### [AUSGANGSTEXT]
--
Kranke brauchen gutes Essen, dann kommen sie rascher wieder auf die Beine. Allgemein bekannt. Ich habe Freunde nach ihren kulinarischen Erfahrungen im Krankenhaus gefragt. Weißbrot mit Scheiblettenkäse, erzählten sie. Glibberiges Hühnerfrikassee, selten mal ein Salatblatt.
Dabei geht es nicht nur darum, ob das Essen schmeckt oder nicht, sondern darum, dass Krankenhaus auch krank machen kann. Nicht wenige Menschen kommen bereits mangelernährt in die Klinik, ihnen fehlen Vitamine, Eiweiße und Spurenelemente. Das fällt aber häufig gar nicht auf. Dabei belegen wissenschaftliche Studien: Im Krankenhaus verstärkt sich Mangelernährung nicht selten weiter – und das hat Folgen. Die Menschen sind anfälliger für Infekte, ihre Wunden heilen schlechter.
Individuelle Kost, bessere Heilung
Manche Menschen bezahlen diese Ignoranz sogar mit dem Leben. Das belegt eine Studie aus der Schweiz mit über 2000 Patient*innen. Die Hälfte von ihnen bekam das übliche Essen, für die anderen stellten Ernährungsfachleute gezielt Speisepläne zusammen. Die Unterschiede waren enorm: Wer individuelle Kost erhielt, erlitt deutlich seltener Komplikationen. Die Todesrate in dieser Gruppe lag sage und schreibe 27 Prozent niedriger.
Auch bei Corona gibt es einen wissenschaftlich belegten Zusammenhang zwischen Nährstoffmangel und Sterblichkeitsrate. Ausgerechnet in Krankenhäusern spielen diese Erkenntnisse offenbar keine Rolle.
Massenproduktion als Kostendrücker
Für die Essensversorgung sind Ärztinnen und Ärzte nicht zuständig – im Medizinstudium ist die Verpflegung auf den Stationen kein Lehrinhalt. Auch die Ausbildung des Pflegepersonals streift das Thema nur am Rande. Dagegen sind Diätassistentinnen in Krankenhäusern meist dem Küchenpersonal zugeordnet – und dafür sind die Geschäftsführungen verantwortlich. Aus deren Sicht muss das Essen vor allem eines sein: billig. Vier bis fünf Euro pro Tag und Person sollen für den Lebensmitteleinkauf reichen. Viele Krankenhäuser beziehen das Essen inzwischen von Caterern oder betreiben konzerneigene Großküchen. Massenproduktion als Kostendrücker.
--
### [ARBEITSMATERIAL]
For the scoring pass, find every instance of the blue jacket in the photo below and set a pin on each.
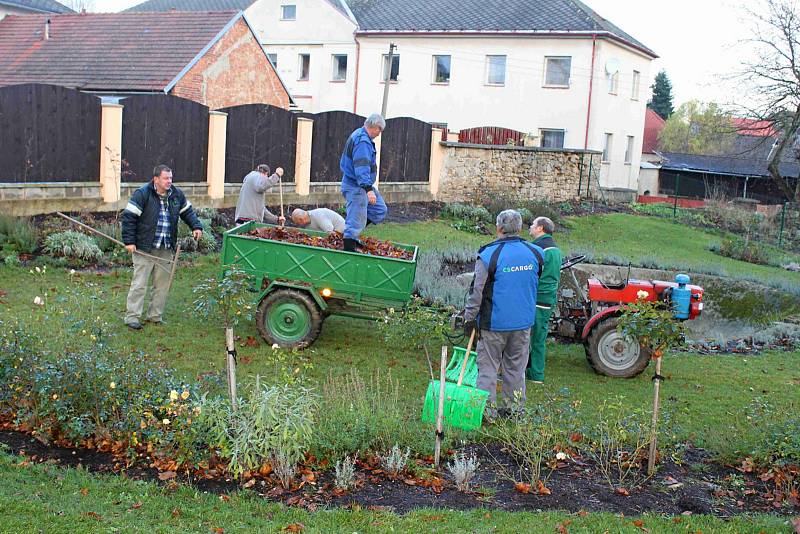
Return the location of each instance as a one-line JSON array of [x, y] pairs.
[[509, 295], [358, 165]]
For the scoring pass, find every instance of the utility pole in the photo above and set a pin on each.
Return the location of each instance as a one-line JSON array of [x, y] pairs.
[[387, 78]]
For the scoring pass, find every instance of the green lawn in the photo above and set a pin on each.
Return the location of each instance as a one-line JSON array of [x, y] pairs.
[[706, 397]]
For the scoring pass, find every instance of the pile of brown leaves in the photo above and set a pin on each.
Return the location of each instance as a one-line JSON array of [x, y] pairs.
[[334, 240]]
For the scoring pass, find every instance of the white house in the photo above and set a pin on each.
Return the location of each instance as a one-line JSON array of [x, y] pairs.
[[552, 68], [28, 7]]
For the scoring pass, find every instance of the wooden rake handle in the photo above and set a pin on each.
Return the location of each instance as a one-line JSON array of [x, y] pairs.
[[466, 357]]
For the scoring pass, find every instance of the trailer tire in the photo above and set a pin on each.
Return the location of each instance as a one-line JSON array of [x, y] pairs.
[[289, 318], [612, 354]]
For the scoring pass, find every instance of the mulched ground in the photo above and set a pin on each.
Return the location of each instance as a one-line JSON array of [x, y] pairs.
[[696, 486]]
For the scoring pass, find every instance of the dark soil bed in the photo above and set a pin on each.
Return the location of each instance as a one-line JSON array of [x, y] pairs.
[[697, 486]]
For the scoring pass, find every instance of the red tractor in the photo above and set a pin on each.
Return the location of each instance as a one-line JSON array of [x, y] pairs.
[[592, 317]]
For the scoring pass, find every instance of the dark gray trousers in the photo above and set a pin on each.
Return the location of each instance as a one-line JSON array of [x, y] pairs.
[[506, 352]]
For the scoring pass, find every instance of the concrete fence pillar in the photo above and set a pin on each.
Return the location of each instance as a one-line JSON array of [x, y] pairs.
[[110, 151], [437, 161], [377, 142], [215, 170], [302, 157]]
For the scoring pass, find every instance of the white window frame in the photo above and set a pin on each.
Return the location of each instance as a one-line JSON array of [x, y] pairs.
[[543, 131], [547, 60], [436, 69], [629, 150], [384, 65], [335, 68], [613, 83], [608, 146], [283, 11], [489, 69], [300, 77]]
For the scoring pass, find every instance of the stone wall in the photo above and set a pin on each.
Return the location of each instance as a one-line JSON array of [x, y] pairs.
[[474, 172]]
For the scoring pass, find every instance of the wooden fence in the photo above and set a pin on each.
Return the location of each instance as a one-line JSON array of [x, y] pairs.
[[331, 130], [405, 150], [48, 134], [491, 135], [258, 133], [164, 129]]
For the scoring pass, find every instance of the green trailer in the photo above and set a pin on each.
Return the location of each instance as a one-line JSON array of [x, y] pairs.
[[300, 285]]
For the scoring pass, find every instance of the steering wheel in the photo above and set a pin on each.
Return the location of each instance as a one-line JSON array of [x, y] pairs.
[[569, 262]]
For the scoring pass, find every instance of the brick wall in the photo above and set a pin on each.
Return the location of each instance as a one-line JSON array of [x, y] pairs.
[[473, 172], [234, 71]]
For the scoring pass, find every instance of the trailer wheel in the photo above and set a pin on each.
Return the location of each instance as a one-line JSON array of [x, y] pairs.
[[612, 354], [289, 318]]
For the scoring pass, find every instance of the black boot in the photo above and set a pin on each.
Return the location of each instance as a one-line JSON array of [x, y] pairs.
[[350, 245]]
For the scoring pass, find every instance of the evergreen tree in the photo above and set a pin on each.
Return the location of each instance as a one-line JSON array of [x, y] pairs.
[[661, 101]]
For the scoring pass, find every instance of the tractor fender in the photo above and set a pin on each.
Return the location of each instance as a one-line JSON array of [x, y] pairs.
[[284, 284], [608, 312]]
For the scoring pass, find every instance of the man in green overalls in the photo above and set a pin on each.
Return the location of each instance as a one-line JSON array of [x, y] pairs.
[[546, 295]]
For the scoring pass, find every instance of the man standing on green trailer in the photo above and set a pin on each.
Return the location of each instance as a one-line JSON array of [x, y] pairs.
[[546, 295], [359, 168]]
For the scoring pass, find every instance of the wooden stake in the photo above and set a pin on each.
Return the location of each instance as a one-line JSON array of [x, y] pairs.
[[651, 457], [280, 190], [440, 414], [231, 367]]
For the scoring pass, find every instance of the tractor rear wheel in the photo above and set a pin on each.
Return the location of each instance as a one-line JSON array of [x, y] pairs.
[[289, 318], [613, 354]]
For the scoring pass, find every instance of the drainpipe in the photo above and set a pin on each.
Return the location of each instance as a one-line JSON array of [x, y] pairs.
[[358, 58], [591, 84]]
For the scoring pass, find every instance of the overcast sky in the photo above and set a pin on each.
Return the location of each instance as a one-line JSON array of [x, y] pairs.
[[695, 39]]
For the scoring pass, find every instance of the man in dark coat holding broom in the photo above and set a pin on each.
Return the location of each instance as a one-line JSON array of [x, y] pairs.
[[502, 308]]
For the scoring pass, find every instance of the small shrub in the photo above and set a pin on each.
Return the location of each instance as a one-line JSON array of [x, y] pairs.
[[462, 469], [72, 244], [532, 436], [345, 473], [367, 415], [618, 443], [18, 235], [273, 424], [394, 462]]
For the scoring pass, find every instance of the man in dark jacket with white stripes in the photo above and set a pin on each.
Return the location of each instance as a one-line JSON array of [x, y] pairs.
[[150, 225]]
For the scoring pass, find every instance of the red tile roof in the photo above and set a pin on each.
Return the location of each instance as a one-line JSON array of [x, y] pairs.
[[106, 51], [653, 124]]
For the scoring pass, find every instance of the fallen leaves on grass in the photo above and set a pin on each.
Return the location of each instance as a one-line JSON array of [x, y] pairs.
[[522, 487], [167, 475]]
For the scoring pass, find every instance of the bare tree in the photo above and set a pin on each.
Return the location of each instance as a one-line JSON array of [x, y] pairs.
[[772, 77]]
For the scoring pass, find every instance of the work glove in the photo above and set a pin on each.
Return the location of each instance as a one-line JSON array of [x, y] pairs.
[[469, 326]]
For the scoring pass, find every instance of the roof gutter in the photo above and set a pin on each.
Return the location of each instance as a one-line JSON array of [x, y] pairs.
[[512, 33]]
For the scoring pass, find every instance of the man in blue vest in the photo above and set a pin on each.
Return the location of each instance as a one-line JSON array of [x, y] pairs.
[[359, 167], [502, 308]]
--
### [GELESENES ANWENDEN]
A. Fassen Sie im Text über Krankenhausessen den Absatz, der mit „Manche Menschen bezahlen diese Ignoranz“ beginnt, als kurze Liste zusammen und behalten Sie dabei seine wichtigsten Fakten bei.
B. Schreiben Sie den Text über Krankenhausessen weiter, beginnend nach seinem letzten Satz „Massenproduktion als Kostendrücker.“
Die Datensätze sind eigenständiges Material und gehören nicht zum Ausgangstext.

### [LÖSUNGEN]
A.
- Die Missachtung von Mangelernährung im Krankenhaus kostet manche Menschen sogar das Leben.
- Das belegt eine Studie aus der Schweiz mit über 2000 Patient*innen.
- Die Hälfte bekam das übliche Essen, für die andere Hälfte stellten Ernährungsfachleute gezielt Speisepläne zusammen.
- Wer individuelle Kost erhielt, erlitt deutlich seltener Komplikationen.
- Die Todesrate in dieser Gruppe lag 27 Prozent niedriger.

B.
Ob jemand tatsächlich isst, fällt häufig gar nicht auf: In vielen Kliniken werden die Teller unter einer Plastikhaube ans Bett gebracht und so auch wieder abgeräumt. Dass jemand das Essen nicht anrührt, muss nicht einmal mit schlechter Qualität zu tun haben. „Vielleicht kriegt jemand das Besteck nicht aus der Zellophantüte gefummelt oder ist zu schwach, die Gabel zu halten“, nennt Diana Rubin vom Vorstand der Deutschen Gesellschaft für Ernährungsmedizin weitere Gründe.
Ob jemand isst oder nicht – egal
Genau das berichtete mir eine Frau über ihrem 85-jährigen Vater. Während eines längeren Aufenthalts im Krankenhaus hat er 22 Kilo abgenommen. Weil die Tochter ihn wegen der Pandemie nicht besuchen durfte, konnte auch sie ihm nicht helfen. Personalmangel, permanenter Stress auf den Stationen, ungeeignetes Essen für die Genesung – all das sind Symptome eines kranken Systems, das Gesundheit als Markt begreift.
Dass Klinik-Essen im besten Fall trostlos, im schlechtesten Fall sogar tödlich ist, trifft nicht nur die Patient*innen selbst. Es ist auch volkswirtschaftlich Unsinn. Wenn Wunden langsamer heilen und die Infektionsrate steigt, dauern Genesungsprozesse länger – und das verursacht höhere Kosten für die Sozialversicherungen.
Essen kann die Gesundheit fördern
Die Deutsche Gesellschaft für Ernährung hat vor zwei Jahren Standards für die Verpflegung in Krankenhäusern herausgegeben. Die können sie anwenden – oder auch nicht. Bisher richten sich gerade einmal vier Prozent der Kliniken danach. Doch Essen, das Gesundwerden fördert, sollte im Krankenhaus selbstverständlich sein.
Im Prinzip muss das gesamte Gesundheitssystem umgebaut werden: Ins Zentrum gehört, was Kranke brauchen. Aber bis dahin wird noch viel Weißbrot mit Scheiblettenkäse serviert worden sein.